#### The task:
Retype the text of the following records verbatim, line for line, and leave the pictures out.

#### Supplied entries:
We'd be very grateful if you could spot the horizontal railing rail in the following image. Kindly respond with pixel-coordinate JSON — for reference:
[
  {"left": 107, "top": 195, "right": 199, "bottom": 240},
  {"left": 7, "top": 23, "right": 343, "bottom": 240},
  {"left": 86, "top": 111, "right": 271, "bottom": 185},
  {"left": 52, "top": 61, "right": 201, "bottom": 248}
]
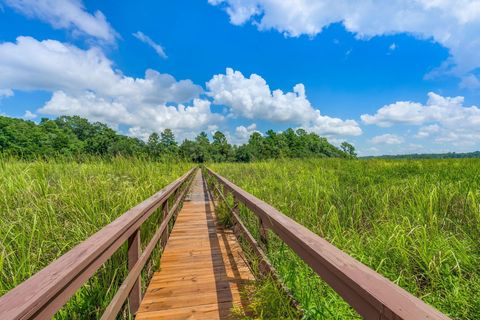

#### Full response:
We'd be very grateful if you could spot the horizontal railing rail in the following image. Kindly respond with pixel-coordinate JSON — for reference:
[
  {"left": 107, "top": 195, "right": 199, "bottom": 240},
  {"left": 7, "top": 23, "right": 343, "bottom": 240},
  {"left": 86, "top": 111, "right": 271, "bottom": 185},
  {"left": 52, "top": 61, "right": 201, "bottom": 248}
]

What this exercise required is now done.